Leestekst:
Lhasa
Oceaan van cultuur
Werelderfgoed: de Potala, Jokhang-tempel, Norbu Lingka
Omringd door hoge bergen en overladen met mystiek is Lhasa nog altijd een bolwerk van het boeddhisme. Drukke markten, zoete wierook en golvende gele pijen begroeten u als u de stad betreedt.
Nadat u urenlang uit uw vliegtuigraampje naar besneeuwde bergtoppen hebt zitten kijken, breekt uw toestel eindelijk door de wolken heen en wordt een uitgestrekte vlakte zichtbaar, omgeven door bergen. Het is alsof u in een andere wereld van wolken, bergen en kleur bent beland. Lhasa is het hart van dit boeddhistische land, dat verscholen ligt in de machtigste bergketen ter wereld, het Hima-laya-gebergte.
In Lhasa zult u een stad aantreffen waarin het leven in al zijn aspecten doortrokken is van religie – de stad is het geestelijk anker van Tibet. Lhasa betekent letterlijk “heilig land”, en dat is een welverdiende naam. Met veel heilige plaatsen is Lhasa een belangrijk pel-grimsoord voor mensen uit heel Tibet die uit afgelegen dorpen naar de stad stromen. Met hun gebedsvlaggen en gebedswielen zijn ze gemakkelijk te herkennen; overal in het land zijn de tekenen van vroomheid overvloedig aanwezig.
Als je naar de hoog oprijzende bergen kijkt die Lhasa omringen, zou je gemakkelijk kunnen vergeten dat je je al op een hoogte van 3650 m bevindt, maar dat is nu precies de reden waarom Tibet ook bekendstaat als “het dak van de wereld”. De 93 km lange rit van de luchthaven naar de stad volgt het kronkelende pad van de schilderachtige Lhasa-rivier, langs families die in gerstvelden aan het werk zijn en gele koolzaadvelden en jonge monniken die langs de weg lopen. Levendige kleuren tekenen zich af tegen de bergen, omgeven door altijd veranderende wolken en de diepblauwe hemel.
Lhasa zelf is een lawaaiige, drukke stad, een mengsel van oud en modern. De stad biedt plaats aan een samenraapsel van mensen, Tibetanen met kleurige kledij, migranten uit Sichuan met hun pikante keuken, maar ook ontdekkingsreizigers, bergbeklimmers en toeristen uit de hele wereld. Er bestaat een gezegde dat Tibetanen beschrijft: “Als een Tibetaan kan praten, kan hij zingen; als hij kan lopen, kan hij dansen.” Dit is een toepasselijke beschrijving van hun levendige en kleurrijke cultuur.

Opdracht: Wat betekent de naam Lhasa letterlijk volgens de tekst over Lhasa?

[Items uit een aanwijsdataset]
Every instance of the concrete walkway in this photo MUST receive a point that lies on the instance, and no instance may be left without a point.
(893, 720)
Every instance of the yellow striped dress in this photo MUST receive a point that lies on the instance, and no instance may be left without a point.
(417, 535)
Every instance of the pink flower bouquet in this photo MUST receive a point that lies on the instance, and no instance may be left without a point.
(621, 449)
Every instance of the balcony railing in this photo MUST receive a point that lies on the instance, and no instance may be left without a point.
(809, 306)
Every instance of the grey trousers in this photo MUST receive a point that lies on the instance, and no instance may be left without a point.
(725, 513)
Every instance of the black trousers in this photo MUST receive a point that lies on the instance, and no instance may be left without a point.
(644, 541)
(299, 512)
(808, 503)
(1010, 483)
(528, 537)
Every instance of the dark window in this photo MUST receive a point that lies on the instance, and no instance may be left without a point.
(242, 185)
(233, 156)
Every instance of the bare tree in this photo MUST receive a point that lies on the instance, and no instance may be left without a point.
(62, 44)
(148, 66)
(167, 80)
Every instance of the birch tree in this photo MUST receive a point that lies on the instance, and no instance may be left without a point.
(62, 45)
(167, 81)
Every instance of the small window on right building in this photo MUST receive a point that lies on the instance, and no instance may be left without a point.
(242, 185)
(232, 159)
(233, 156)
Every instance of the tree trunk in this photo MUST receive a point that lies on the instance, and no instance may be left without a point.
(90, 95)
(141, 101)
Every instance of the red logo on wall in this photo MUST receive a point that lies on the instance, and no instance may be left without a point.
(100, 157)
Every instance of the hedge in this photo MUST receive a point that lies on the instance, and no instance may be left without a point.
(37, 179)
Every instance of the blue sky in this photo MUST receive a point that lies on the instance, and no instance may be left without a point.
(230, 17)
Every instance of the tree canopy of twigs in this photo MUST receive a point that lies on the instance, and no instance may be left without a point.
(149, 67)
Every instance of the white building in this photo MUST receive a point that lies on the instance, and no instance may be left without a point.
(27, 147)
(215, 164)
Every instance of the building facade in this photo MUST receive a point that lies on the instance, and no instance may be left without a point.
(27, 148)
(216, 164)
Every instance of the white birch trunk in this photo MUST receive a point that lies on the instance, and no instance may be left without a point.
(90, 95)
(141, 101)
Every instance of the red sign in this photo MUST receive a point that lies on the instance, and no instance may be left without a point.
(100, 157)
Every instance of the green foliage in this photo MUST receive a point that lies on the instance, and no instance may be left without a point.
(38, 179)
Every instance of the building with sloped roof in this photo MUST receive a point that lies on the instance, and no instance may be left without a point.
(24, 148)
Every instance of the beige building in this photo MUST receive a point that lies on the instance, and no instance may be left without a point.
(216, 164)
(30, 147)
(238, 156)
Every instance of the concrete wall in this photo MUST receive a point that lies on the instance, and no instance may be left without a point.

Antwoord: "Heilig land".